• **Problem requirements**
Only the lines from the one containing "column 620, row 161" through the last line below should be written out, exactly and with both ends kept.
**********
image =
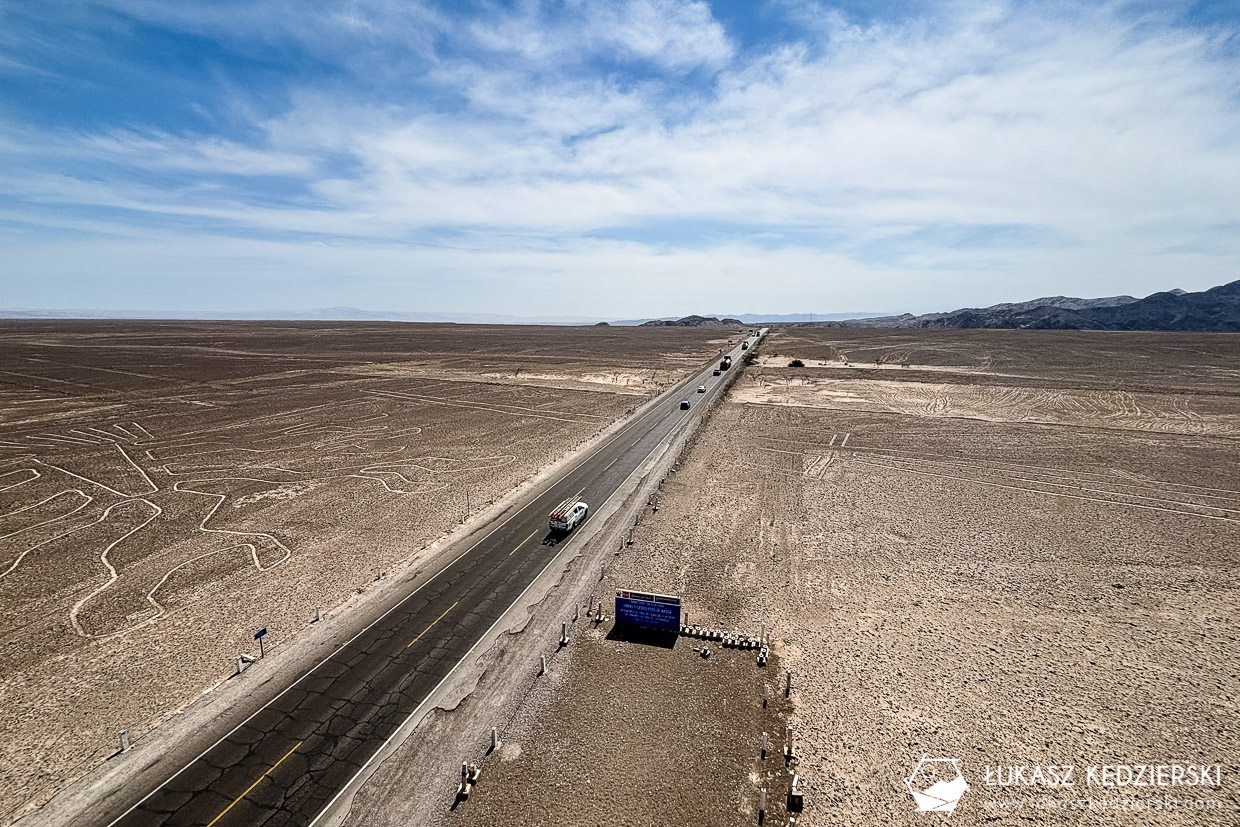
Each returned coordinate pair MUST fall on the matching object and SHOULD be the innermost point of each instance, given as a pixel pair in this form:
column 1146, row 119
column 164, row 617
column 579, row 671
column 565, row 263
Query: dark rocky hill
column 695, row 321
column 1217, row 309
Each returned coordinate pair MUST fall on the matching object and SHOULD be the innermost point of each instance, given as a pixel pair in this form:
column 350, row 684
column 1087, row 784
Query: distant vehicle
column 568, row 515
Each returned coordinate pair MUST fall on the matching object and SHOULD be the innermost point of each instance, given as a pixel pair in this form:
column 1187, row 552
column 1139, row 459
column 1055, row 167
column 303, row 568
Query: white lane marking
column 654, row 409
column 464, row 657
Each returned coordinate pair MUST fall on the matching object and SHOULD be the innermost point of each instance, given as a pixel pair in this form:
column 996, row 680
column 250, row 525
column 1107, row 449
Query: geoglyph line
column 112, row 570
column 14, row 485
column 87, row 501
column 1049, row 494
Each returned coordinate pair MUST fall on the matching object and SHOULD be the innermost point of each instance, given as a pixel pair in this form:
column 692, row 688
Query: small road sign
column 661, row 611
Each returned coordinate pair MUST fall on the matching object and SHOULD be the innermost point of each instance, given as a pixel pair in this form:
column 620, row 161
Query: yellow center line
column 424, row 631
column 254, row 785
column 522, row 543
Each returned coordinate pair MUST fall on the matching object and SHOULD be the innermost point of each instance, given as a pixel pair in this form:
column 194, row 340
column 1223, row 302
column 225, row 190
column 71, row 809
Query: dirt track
**********
• **Problem solution**
column 620, row 161
Query: yellow center line
column 424, row 631
column 254, row 785
column 522, row 543
Each returned coordinate pair MUST fall on the matching object and SHOULD be the innermost point of each instance, given as a pixel pair in this form:
column 194, row 340
column 1223, row 302
column 225, row 190
column 71, row 809
Query: dirt track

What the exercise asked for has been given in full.